__À faire__: Recopiez intégralement, sans rien modifier, le passage ci-dessous sur les abus d'un supérieur au sein d'une communauté religieuse.
----- Passage fourni
Ce qui est d’autant plus dommageable, c’est que si cela est véritablement un abus de la part du supérieur, cela ne concernera pas qu’un seul religieux. Et, au lieu de soigner le mal à sa racine, on permet que le mal se diffuse dans la Communauté et atteigne d’autres membres qui, eux-mêmes, vont être soit victimes, soit être complices et répéter les mauvais comportements.

Dans ce cas, les victimes sont encerclées par des réactions de groupe et se trouvent isolées, sans recours, sans possibilité d’être véritablement entendues.

La cause (ou : la version) du supérieur sera souvent défendue « sans autre forme de procès » car d’emblée, la confiance est acquise au supérieur. La sincérité du supérieur suffit à le rendre crédible, et la règle de discernement qui différencie sincérité et vérité est oubliée.

C’est ainsi que l’on a vu, dans certaines communautés nouvelles, beaucoup de membres partir les uns après les autres, sans que la véritable cause soit cernée, même si ce n’est pas toujours l’unique cause.

Le double visage du supérieur manipulateur

Pour l’interlocuteur, l’autre difficulté d’accueillir une telle confidence et d’y donner foi, vient du fait que le supérieur qui est à l’origine d’abus, aura un double visage et souvent, tel le manipulateur, il saura se montrer très cordial et prévenant à certains moments, pour rattraper la situation qui commence à le démasquer.
----------
----- Informations fournies
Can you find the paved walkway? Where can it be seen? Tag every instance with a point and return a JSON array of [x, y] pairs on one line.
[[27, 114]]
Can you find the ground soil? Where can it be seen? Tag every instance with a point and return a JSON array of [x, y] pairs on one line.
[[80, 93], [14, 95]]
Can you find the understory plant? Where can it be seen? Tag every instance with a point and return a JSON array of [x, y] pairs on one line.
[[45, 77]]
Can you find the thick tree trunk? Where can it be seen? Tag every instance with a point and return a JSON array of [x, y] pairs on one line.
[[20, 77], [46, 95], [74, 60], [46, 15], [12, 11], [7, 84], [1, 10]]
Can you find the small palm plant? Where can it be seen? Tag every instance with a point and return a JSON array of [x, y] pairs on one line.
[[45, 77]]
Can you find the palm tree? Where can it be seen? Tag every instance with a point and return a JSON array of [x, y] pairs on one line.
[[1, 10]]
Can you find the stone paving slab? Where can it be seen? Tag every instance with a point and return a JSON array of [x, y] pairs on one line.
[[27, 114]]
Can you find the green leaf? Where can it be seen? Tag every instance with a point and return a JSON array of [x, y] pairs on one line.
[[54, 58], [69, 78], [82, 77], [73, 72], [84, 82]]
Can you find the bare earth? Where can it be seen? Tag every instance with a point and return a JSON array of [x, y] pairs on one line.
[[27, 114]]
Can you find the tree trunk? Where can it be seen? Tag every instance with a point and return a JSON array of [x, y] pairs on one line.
----------
__Résultat__:
Ce qui est d’autant plus dommageable, c’est que si cela est véritablement un abus de la part du supérieur, cela ne concernera pas qu’un seul religieux. Et, au lieu de soigner le mal à sa racine, on permet que le mal se diffuse dans la Communauté et atteigne d’autres membres qui, eux-mêmes, vont être soit victimes, soit être complices et répéter les mauvais comportements.

Dans ce cas, les victimes sont encerclées par des réactions de groupe et se trouvent isolées, sans recours, sans possibilité d’être véritablement entendues.

La cause (ou : la version) du supérieur sera souvent défendue « sans autre forme de procès » car d’emblée, la confiance est acquise au supérieur. La sincérité du supérieur suffit à le rendre crédible, et la règle de discernement qui différencie sincérité et vérité est oubliée.

C’est ainsi que l’on a vu, dans certaines communautés nouvelles, beaucoup de membres partir les uns après les autres, sans que la véritable cause soit cernée, même si ce n’est pas toujours l’unique cause.

Le double visage du supérieur manipulateur

Pour l’interlocuteur, l’autre difficulté d’accueillir une telle confidence et d’y donner foi, vient du fait que le supérieur qui est à l’origine d’abus, aura un double visage et souvent, tel le manipulateur, il saura se montrer très cordial et prévenant à certains moments, pour rattraper la situation qui commence à le démasquer.